──────── GIVEN ENTRIES

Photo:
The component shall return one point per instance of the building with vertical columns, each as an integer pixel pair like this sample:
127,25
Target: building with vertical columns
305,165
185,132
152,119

────────────────

• _WHAT YOU NEED TO DO_
Please copy out every line of the records above, requests included, and shift each point coordinate in the answers up by 28.

• _COMPLETE ANSWER_
Photo:
The component shall return one point per instance of the building with vertical columns, each as an integer pixel pair like this sample:
127,25
Target: building with vertical columns
333,193
213,160
180,147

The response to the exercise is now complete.